▶ TAREFAS A REALIZAR
• A. Edite o trecho do texto sobre o recurso de revista que começa nas palavras "21. Que opera" e termina após "da 2.ª instância.", substituindo "Supremo Tribunal" por "Supremo Tribunal de Justiça".
• B. Segundo o texto sobre o recurso de revista, a que tribunal é dirigida a revista?
• C. Enumere todos os tribunais mencionados pelo nome ou pela instância no texto sobre o recurso de revista.

18. A finalidade do mecanismo da uniformização não é prioritariamente dirigida à justiça de cada caso concreto, mas sim ao objetivo latitudinário de evitar a propagação do erro de direito judiciário pela ordem jurídica, como garantia do princípio da igualdade dos cidadãos perante a lei, na sua conjugação com o princípio da independência e liberdade interpretativa do julgador, na linha da directriz hermenêutica do n.º 3 do art.º 8.º do CC.

19. Por outro lado, se o acórdão da Relação torna inadmissível o recurso de revista - evidenciando uma função negativa - também a dupla conforme constitui uma plataforma (uma condição) para viabilizar a reapreciação do caso pelo Supremo, na medida em que este tribunal assim o aceite, no quadro que estabelece o artigo 672º do Código de Processo Civil - evidenciando aqui uma função positiva,

20. A revista é o recurso ordinário que tem por objecto um acórdão de um tribunal da Relação e é dirigido ao Supremo Tribunal de Justiça.

21. Que opera de acordo com as regras gerais de admissibilidade, sobretudo as do valor da causa e da sucumbência; e através delas o Supremo Tribunal é chamado a avaliar a correcção de alguma ou várias questões sentenciadas no acórdão da 2.ª instância.

22. Esse acórdão recorrido, por regra, deve ter-se pronunciado sobre uma decisão do tribunal de 1.ª instância que conheceu do mérito da causa ou que, sem o conhecer, pôs todavia fim ao processo,

23. Nesse particular, desencadeado o recurso de revista, o Supremo solucionará a questão aplicando definitivamente o regime jurídico que julgue adequado aos factos materiais fixados pelo tribunal da Relação sem os poder alterar, o que só excepcionalmente pode acontecer; ou então, se a matéria de facto não for suficientemente consistente para o permitir, dirá qual é aquele regime jurídico adequado e ordena que a Relação, ajustando o vício de que padece a factualidade, julgue a seguir aplicando esse quadro normativo indicado; caso em que desta segunda decisão da Relação já não caberá revista (o Supremo cumpriu já o seu papel de dizer o direito).

Excertos de dados sobre indicação de objetos
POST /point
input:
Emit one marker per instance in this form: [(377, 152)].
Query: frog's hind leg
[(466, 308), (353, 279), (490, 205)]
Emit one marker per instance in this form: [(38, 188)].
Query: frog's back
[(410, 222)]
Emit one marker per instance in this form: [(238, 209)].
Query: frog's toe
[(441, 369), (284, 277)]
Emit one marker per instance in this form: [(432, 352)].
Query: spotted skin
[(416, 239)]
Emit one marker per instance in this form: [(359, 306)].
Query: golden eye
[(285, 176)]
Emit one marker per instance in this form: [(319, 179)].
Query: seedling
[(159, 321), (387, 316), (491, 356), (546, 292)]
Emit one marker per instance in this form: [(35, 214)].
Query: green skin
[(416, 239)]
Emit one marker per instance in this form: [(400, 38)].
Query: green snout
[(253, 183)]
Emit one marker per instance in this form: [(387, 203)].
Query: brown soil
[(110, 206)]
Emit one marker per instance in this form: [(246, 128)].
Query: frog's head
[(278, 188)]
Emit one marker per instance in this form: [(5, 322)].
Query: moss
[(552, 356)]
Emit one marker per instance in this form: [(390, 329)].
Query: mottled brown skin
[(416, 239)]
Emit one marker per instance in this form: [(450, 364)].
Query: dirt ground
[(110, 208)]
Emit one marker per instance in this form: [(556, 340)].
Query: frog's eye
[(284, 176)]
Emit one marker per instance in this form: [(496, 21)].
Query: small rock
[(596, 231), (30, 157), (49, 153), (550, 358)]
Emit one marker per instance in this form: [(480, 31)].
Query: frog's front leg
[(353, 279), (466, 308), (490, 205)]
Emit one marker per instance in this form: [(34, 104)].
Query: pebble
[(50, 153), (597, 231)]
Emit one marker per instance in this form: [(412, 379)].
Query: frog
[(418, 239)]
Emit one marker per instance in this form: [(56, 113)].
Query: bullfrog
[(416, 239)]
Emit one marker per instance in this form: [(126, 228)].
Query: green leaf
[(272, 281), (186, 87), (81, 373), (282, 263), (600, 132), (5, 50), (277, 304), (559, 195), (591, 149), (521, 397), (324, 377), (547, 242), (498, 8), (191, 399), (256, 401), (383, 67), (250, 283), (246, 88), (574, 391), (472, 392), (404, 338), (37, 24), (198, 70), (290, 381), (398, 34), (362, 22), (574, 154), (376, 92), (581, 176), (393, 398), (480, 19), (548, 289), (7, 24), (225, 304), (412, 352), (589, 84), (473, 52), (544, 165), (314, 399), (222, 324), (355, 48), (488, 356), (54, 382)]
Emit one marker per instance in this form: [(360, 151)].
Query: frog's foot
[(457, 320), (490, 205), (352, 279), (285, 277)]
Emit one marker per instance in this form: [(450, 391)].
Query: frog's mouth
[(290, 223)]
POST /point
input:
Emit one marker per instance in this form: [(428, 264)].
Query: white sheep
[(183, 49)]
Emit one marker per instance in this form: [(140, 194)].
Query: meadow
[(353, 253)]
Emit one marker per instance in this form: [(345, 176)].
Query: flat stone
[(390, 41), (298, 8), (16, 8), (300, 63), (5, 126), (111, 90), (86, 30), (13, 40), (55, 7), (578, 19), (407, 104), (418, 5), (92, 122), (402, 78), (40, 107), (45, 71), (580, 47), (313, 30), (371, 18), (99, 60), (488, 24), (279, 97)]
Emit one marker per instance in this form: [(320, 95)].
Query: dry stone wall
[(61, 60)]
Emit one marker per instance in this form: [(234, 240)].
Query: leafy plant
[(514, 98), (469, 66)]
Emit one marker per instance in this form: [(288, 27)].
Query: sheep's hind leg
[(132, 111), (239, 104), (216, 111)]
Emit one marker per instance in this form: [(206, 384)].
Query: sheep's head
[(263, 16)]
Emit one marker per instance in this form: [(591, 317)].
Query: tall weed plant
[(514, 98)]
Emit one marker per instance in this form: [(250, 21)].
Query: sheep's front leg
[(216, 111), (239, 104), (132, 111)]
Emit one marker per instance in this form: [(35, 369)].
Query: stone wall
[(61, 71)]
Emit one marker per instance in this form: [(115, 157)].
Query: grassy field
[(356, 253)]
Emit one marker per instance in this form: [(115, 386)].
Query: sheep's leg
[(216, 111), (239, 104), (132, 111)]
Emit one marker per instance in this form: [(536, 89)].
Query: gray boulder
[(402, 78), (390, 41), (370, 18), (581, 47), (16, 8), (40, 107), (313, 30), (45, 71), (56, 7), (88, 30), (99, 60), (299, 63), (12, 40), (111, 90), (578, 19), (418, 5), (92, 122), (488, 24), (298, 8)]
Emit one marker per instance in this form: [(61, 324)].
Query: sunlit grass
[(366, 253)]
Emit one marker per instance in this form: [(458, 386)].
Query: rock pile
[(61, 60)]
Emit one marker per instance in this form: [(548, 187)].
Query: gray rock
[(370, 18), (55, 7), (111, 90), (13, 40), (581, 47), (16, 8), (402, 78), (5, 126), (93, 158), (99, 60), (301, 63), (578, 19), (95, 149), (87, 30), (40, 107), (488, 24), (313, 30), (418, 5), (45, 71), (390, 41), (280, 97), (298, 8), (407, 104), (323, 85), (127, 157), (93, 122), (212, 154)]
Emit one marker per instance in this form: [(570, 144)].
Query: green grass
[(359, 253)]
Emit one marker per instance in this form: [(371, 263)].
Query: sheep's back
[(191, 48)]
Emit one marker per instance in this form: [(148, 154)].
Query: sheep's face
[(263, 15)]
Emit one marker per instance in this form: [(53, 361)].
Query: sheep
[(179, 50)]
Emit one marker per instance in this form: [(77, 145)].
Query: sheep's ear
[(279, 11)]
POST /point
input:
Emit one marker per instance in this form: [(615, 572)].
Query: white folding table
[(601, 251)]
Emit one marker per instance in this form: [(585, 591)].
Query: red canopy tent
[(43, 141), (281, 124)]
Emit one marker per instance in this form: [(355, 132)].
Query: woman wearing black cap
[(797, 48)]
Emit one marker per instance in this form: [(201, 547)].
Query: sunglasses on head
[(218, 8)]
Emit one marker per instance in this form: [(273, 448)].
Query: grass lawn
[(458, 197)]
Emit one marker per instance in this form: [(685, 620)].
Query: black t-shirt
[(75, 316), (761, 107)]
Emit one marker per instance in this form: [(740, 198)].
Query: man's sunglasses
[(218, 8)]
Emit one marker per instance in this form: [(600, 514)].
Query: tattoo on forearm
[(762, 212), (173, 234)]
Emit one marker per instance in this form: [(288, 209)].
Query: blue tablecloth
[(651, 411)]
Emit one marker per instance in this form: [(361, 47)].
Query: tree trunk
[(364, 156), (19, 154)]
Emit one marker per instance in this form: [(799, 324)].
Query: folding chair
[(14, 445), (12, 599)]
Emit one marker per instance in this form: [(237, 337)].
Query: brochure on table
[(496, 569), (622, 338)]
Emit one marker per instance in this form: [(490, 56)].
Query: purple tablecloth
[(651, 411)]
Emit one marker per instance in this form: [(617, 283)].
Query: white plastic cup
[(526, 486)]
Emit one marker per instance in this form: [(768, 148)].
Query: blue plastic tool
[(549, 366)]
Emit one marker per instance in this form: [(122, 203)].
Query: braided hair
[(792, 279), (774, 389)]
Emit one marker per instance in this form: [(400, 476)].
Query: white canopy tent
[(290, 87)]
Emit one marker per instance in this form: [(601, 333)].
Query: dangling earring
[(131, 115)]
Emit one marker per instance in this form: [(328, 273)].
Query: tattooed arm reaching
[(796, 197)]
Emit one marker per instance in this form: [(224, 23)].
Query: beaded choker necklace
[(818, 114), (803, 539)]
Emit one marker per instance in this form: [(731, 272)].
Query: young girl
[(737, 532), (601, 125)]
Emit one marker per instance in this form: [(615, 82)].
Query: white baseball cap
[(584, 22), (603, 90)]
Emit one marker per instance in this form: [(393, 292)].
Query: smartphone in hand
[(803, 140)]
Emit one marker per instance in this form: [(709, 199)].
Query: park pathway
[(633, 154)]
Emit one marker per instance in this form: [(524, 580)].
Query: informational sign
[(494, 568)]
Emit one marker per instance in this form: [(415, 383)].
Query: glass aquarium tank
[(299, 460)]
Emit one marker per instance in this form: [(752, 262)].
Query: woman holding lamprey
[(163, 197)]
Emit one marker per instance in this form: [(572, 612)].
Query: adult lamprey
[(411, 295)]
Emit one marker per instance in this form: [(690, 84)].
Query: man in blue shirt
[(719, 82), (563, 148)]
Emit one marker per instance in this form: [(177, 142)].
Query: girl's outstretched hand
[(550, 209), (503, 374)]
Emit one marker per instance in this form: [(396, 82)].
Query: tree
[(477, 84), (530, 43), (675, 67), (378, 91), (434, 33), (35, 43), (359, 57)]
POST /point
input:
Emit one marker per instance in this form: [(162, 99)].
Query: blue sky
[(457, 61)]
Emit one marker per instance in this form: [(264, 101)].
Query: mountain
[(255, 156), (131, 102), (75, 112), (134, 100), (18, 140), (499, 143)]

▶ RESPOSTAS
• A.
21. Que opera de acordo com as regras gerais de admissibilidade, sobretudo as do valor da causa e da sucumbência; e através delas o Supremo Tribunal de Justiça é chamado a avaliar a correcção de alguma ou várias questões sentenciadas no acórdão da 2.ª instância.

• B. Ao Supremo Tribunal de Justiça.

• C. Tribunal da Relação; Supremo Tribunal de Justiça; tribunal de 1.ª instância